Source records
==============================

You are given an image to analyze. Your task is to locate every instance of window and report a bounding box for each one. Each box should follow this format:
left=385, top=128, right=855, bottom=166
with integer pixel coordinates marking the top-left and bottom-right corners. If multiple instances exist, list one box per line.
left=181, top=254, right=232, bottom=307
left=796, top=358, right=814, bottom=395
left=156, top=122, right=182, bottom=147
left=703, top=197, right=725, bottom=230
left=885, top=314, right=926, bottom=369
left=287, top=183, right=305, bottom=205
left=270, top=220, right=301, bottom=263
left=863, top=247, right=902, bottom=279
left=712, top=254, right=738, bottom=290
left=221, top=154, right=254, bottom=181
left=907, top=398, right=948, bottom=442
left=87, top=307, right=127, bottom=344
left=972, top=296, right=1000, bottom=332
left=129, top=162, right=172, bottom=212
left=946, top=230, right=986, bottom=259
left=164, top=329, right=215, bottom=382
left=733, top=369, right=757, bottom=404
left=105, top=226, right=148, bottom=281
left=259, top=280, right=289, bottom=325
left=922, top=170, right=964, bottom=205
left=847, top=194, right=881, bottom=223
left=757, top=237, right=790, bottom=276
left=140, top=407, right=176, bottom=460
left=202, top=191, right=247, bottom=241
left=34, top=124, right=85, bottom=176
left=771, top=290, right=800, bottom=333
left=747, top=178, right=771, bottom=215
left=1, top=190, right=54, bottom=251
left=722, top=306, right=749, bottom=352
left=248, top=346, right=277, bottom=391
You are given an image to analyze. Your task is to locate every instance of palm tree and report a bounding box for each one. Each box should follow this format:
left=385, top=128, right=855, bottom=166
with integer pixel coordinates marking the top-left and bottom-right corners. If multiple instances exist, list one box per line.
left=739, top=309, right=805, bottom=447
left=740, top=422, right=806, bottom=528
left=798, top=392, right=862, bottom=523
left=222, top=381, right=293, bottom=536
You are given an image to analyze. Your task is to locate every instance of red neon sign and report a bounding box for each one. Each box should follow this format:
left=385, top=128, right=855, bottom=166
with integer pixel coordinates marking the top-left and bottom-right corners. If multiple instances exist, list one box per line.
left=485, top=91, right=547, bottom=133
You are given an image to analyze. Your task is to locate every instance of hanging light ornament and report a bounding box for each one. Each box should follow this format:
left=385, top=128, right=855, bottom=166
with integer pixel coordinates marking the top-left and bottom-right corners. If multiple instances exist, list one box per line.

==============================

• PROBLEM REQUIREMENTS: Which lines of the data contain the word "task"? Copy each one.

• EXERCISE RESPONSE:
You are given an image to analyze. Your task is to locate every instance of window and report a bounding box for each one. Each box should follow this format:
You are given an image to analyze. Your task is to locate every instance of palm tree and report a bounding box for each one. Each box should follow this format:
You are given an image to analyze. Your task is to locate every instance of red neon sign and report a bounding box for each one. Each box should follow this format:
You are given an image to analyze. Your task is to locate every instance of hanging light ornament and report a bounding box for each one. Each box should follow this format:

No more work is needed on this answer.